### TEXT BLOCK
Abortion: Abortion is a serious and grave personal decision, as is the decision to have open heart surgery. Its also a medical decision for a person to ultimately make for themselves on consultation with a doctor.
Guns, War and the Military: I will not say that military is necessary in the world, but right now, the power of the world is still in GUNS. That’s just a fact of life. As for war, all war involves war crimes, which are some of the most horrific crimes known to humanity, and should only be undertaken fully realizing the crime one has willfully endeavored to engage in. The “noble purpose” is soiled, at best, and better be very important… in short the enemy really better be a hitler.
Sep 18 2007
My views on rules for blogs have changed to, essentially, “I no longer care really”, except that I do still like them to be stated. But in reality, my views have not changed, because my views, such as they are, are a superset of ideas, various different and contradictory actions, only a few of which will be my position based on a particular context, based on whats going on at the time. The views some on this site remember me for were based on the Peer to Peer Phenomenon of Amazingness Roll through Politics like a Tornado leaving the blogosphere. It’s like a tornado from the twighlight zone, instead of turning trailer parks and suburbs into wreckage and waste it took the wreckage and waste of politics and turns it into trailer parks and suburbs.
Sep 18 2007
I talk a lot about peer to peer politics and when I do I am referring to a very deep cultural framework, that is, the framework of an extended sub-culture which helped fire the net to life. The culture does not have a single name but it is one I consider the kernel of the net, it is the original source of the online culture as we know it, the origin of many of its traditions and standards (netiquette? obviously mostly forgotten). The sentiments of this culture explain many of the mysteries of the net. It is part cryptoanarchis, part geeks that matter, and part realization… the realization that distributed networks are needed in place of traditional centralized ones.
Whenever people gather throughout history, you have had human networks, the internet only speeds that up and gives us a venue, virtual community, with which to experiment.
It is my history in this culture which is the source of my fascination with virtual cultures as well as with wherever the edge of the peer to peer fire has rearranged the landscape. This phenomenon of peer to peer networks has struck, stunned, and subtly reformed many public debates. These debates are allowed to extend beyond the experts, many of whom were charlatans in industries whose internal debate needed the reform. When peer to peer networks take on a subject, more than anything else they shine a light on the proceedings.

Segmentation mask data:
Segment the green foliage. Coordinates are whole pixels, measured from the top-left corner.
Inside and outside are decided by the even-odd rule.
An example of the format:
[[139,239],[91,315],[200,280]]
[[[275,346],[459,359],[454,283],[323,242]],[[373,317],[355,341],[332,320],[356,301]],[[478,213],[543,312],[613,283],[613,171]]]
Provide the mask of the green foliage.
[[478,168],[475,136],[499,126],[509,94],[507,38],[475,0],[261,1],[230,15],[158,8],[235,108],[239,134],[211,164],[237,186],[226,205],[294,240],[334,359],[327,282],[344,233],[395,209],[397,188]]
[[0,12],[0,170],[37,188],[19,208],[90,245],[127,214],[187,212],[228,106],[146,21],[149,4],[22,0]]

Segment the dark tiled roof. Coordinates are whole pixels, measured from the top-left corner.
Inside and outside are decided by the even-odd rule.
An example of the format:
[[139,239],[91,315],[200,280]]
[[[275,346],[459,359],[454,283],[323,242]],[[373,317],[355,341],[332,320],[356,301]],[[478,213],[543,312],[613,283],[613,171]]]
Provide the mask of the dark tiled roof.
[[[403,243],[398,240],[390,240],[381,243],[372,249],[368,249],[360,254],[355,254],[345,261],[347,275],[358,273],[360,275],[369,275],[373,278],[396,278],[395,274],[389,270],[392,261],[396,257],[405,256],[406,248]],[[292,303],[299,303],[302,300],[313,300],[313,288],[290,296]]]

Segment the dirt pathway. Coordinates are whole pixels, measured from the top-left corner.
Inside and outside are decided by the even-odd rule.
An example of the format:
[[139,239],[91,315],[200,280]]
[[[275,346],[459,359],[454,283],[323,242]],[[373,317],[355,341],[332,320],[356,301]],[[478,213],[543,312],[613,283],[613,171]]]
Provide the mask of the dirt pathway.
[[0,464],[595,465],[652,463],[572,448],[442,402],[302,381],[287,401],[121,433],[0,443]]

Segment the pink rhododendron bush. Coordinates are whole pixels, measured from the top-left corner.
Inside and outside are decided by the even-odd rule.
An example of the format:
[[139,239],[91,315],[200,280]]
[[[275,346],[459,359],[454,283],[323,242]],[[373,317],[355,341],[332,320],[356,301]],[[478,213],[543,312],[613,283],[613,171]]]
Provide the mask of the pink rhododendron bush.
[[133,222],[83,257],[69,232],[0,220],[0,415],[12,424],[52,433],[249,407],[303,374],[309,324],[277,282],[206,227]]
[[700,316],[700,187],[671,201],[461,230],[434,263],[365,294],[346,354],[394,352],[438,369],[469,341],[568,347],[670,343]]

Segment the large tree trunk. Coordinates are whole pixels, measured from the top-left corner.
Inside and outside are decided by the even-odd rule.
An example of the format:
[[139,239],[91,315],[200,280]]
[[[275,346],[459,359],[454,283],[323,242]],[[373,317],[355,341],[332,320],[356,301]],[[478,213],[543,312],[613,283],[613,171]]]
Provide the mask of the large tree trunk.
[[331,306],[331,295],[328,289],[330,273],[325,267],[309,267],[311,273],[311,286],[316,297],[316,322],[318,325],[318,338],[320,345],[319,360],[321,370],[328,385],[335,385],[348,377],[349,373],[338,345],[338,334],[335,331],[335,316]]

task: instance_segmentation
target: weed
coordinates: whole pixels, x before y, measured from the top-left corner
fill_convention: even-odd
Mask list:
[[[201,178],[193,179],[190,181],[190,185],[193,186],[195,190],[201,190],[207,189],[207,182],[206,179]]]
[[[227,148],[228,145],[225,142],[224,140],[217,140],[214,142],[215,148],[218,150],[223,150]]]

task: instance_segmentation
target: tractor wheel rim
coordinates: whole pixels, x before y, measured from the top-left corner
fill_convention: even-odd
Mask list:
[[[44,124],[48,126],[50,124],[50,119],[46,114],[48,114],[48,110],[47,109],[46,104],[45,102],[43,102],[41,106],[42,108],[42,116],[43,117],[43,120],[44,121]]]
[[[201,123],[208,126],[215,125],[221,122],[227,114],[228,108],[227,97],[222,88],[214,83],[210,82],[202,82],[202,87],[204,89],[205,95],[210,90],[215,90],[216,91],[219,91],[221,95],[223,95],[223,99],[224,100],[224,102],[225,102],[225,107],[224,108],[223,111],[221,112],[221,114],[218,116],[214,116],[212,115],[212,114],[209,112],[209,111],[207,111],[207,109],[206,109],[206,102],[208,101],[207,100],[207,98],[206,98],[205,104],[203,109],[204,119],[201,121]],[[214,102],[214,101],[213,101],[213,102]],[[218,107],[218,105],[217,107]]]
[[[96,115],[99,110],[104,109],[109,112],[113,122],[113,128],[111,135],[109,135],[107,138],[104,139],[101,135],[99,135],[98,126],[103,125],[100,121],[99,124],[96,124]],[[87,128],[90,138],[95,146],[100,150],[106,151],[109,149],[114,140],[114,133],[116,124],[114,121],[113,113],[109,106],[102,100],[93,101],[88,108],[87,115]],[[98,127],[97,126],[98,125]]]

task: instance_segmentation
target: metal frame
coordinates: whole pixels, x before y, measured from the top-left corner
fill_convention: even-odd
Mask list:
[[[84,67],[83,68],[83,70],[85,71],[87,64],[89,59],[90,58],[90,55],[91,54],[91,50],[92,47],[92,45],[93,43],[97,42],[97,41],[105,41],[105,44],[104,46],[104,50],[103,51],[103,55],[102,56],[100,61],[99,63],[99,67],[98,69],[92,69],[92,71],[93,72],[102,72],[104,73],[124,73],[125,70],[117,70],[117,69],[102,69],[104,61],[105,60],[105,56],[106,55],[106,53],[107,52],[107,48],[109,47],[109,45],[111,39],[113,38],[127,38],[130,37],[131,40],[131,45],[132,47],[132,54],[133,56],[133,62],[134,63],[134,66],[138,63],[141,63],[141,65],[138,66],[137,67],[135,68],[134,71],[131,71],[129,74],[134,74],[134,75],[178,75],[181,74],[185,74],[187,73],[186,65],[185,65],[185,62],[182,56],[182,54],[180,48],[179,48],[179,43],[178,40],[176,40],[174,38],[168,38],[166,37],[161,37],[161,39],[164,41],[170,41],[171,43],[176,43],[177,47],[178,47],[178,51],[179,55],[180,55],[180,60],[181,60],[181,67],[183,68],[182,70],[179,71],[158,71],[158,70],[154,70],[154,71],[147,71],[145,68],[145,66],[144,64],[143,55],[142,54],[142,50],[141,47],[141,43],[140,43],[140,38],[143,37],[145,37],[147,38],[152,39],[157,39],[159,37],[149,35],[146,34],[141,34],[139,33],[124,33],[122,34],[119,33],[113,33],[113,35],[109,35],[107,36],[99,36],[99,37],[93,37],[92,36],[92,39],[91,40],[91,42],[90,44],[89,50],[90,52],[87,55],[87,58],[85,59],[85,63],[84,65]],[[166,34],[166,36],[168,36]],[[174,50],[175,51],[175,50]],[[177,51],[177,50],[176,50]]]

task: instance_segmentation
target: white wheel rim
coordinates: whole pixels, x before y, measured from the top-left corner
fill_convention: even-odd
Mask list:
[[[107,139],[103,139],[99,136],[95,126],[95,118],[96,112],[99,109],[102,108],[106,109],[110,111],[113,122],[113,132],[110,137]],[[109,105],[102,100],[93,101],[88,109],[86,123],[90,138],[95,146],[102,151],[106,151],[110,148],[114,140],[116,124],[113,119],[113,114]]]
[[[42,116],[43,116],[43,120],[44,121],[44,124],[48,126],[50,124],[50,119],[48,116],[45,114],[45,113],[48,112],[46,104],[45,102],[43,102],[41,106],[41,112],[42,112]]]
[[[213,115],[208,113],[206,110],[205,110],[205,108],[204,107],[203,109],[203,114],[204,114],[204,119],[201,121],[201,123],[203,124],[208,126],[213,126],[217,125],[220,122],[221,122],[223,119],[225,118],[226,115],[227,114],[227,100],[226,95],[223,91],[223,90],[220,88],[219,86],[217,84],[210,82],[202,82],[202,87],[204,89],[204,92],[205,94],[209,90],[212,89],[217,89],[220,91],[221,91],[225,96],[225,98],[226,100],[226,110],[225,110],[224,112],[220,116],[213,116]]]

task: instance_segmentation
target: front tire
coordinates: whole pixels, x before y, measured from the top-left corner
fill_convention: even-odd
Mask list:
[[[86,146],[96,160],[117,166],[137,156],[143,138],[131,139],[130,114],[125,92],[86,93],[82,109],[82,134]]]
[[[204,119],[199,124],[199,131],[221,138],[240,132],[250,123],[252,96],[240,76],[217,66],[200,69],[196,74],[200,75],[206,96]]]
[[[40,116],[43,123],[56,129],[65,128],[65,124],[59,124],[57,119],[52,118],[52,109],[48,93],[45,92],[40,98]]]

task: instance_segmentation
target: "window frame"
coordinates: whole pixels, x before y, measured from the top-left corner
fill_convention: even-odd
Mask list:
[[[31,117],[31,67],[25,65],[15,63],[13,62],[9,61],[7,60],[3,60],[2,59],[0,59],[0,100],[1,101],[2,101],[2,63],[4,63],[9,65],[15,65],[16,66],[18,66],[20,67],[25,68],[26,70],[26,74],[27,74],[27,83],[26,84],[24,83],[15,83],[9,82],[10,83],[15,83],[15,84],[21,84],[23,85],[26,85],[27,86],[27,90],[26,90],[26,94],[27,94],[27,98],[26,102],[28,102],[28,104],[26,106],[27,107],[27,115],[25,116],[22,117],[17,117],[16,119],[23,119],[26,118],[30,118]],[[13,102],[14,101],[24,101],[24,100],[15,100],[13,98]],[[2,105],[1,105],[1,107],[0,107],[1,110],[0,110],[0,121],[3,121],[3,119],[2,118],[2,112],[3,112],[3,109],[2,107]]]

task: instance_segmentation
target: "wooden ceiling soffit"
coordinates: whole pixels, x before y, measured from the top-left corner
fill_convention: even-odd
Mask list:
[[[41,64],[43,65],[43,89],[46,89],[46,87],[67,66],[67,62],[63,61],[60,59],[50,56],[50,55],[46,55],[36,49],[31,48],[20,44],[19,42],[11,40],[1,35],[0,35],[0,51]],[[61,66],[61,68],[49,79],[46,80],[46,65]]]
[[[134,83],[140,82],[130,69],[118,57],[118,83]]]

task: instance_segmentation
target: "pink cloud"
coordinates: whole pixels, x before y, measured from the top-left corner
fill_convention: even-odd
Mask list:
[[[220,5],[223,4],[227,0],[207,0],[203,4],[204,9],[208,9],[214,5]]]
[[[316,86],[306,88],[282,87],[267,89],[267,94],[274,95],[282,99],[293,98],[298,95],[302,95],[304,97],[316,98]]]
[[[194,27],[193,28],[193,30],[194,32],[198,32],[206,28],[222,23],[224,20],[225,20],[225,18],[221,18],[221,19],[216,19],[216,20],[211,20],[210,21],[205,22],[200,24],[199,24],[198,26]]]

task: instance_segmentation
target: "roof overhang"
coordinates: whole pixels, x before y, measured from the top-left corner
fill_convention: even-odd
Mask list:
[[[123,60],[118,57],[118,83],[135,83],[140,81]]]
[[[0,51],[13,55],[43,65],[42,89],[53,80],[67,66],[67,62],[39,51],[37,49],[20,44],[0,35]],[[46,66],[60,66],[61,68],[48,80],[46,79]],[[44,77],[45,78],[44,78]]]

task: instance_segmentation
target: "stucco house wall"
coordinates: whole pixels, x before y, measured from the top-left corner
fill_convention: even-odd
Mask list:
...
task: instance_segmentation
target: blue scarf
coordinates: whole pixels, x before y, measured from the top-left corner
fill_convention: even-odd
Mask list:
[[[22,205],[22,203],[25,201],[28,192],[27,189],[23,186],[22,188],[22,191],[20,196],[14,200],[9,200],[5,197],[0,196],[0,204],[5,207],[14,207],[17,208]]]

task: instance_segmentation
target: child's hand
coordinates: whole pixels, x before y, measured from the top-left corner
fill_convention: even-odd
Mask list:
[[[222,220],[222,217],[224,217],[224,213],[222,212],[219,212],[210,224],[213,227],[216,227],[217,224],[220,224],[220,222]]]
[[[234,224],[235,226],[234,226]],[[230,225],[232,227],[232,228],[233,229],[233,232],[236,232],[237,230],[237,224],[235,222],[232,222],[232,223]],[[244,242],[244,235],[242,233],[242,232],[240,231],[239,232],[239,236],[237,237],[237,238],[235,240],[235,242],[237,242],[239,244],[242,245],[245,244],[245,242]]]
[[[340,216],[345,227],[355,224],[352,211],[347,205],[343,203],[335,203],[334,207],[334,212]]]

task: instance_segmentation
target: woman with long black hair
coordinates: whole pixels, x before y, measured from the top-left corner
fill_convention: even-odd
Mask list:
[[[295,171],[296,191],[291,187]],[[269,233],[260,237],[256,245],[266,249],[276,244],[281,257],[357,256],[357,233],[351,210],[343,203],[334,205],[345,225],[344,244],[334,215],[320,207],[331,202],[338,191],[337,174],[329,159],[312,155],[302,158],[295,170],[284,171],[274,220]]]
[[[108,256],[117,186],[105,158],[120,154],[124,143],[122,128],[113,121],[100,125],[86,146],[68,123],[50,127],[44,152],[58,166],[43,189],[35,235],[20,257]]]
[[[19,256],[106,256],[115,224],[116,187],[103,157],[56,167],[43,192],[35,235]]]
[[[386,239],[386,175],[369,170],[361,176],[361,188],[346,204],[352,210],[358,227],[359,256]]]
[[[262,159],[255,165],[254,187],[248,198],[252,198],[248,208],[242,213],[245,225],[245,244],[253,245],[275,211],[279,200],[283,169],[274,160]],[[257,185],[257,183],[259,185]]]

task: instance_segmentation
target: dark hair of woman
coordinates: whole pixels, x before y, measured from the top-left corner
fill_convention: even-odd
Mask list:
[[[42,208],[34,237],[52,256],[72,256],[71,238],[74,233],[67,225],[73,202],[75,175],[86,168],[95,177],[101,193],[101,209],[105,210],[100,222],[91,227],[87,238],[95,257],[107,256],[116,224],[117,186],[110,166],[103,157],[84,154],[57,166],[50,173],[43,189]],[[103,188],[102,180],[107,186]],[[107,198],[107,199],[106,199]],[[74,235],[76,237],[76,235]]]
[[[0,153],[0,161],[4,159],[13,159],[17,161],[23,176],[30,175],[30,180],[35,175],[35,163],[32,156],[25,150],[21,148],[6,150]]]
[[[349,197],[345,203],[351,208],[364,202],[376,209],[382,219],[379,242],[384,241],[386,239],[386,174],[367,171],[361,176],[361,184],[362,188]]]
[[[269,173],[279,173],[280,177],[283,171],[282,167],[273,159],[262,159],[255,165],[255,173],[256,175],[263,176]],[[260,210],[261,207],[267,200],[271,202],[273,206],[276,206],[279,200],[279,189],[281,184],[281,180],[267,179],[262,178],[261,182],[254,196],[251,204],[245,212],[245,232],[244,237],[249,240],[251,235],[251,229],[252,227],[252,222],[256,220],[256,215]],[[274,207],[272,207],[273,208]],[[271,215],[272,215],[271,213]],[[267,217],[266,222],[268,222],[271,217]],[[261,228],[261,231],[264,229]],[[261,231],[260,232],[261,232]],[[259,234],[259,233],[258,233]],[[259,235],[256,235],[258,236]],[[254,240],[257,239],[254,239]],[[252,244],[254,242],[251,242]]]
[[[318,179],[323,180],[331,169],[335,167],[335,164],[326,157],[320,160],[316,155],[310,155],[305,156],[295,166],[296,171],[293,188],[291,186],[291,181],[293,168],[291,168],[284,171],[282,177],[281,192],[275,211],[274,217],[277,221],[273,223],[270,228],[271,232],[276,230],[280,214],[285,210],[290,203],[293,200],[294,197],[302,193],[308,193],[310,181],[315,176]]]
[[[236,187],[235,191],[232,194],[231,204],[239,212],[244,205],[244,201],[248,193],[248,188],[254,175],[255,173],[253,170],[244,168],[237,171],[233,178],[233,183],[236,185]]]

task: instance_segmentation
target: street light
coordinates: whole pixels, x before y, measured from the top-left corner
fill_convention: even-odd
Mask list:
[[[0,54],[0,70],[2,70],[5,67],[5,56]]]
--
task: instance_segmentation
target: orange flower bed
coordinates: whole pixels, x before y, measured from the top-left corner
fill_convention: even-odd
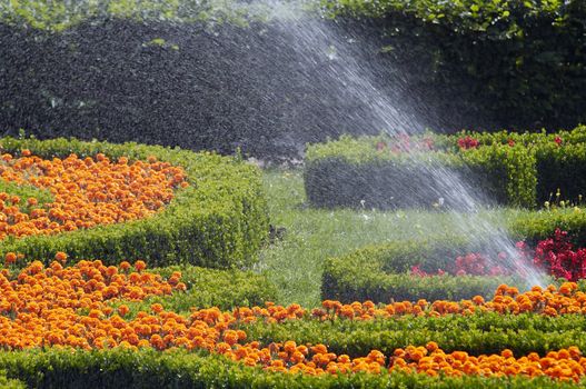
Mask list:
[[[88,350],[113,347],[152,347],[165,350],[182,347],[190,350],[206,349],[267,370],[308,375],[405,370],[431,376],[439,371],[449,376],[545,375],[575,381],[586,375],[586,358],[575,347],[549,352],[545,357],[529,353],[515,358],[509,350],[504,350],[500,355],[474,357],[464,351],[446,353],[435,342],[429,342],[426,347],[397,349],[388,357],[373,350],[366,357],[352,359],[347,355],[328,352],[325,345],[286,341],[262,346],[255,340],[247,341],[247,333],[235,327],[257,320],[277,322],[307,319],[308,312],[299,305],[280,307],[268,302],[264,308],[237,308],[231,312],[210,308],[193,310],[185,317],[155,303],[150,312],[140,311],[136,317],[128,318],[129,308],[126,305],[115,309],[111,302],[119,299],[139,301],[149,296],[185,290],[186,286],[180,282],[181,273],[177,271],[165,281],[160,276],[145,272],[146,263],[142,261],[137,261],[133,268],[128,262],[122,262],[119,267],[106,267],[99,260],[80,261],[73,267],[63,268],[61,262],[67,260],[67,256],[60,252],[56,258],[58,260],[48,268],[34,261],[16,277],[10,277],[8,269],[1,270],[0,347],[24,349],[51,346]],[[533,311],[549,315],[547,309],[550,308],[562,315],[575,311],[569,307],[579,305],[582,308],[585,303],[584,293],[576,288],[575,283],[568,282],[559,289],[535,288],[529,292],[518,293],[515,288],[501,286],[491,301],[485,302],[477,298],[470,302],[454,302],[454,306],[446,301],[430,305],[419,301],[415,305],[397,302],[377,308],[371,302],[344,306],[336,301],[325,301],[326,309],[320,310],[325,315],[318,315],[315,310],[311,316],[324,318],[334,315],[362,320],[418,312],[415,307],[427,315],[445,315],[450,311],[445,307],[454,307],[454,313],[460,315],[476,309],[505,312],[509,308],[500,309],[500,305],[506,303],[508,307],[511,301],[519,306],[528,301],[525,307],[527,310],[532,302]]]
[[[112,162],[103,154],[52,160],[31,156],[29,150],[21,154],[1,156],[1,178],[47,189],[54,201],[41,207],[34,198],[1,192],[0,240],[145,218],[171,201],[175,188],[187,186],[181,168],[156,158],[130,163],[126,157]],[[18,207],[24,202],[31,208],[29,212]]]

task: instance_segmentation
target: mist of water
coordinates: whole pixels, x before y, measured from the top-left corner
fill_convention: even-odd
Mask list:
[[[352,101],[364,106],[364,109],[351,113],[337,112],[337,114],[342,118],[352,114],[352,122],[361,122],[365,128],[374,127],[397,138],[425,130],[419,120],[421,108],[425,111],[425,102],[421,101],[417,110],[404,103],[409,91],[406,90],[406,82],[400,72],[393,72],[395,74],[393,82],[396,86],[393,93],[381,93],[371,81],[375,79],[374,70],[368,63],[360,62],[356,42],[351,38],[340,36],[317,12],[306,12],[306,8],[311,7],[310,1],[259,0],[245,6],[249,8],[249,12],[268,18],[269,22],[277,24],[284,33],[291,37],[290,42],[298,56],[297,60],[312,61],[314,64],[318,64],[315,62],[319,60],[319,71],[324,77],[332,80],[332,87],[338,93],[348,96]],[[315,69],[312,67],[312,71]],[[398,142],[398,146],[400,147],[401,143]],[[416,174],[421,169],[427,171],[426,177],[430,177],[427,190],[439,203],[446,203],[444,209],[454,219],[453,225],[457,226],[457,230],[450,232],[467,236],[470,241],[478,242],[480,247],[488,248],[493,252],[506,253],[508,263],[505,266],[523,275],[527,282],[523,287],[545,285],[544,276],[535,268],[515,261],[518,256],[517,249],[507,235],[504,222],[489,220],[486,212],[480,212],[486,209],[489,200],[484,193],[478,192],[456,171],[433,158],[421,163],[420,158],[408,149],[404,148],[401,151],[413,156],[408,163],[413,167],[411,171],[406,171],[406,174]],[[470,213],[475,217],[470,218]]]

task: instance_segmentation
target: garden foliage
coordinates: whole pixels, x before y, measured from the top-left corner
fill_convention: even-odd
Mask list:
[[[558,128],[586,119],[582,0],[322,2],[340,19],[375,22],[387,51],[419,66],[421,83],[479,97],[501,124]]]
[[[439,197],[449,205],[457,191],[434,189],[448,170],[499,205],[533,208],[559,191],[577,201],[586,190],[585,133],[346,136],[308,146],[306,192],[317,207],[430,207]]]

### TASKS TO PERFORM
a – In the blog post, what decision is abortion compared to?
b – List the three parts that the blog post says make up the culture behind peer to peer politics.

### ANSWERS BY TASK
a – The decision to have open heart surgery.

b –
- Cryptoanarchis
- Geeks that matter
- Realization (the realization that distributed networks are needed in place of traditional centralized ones)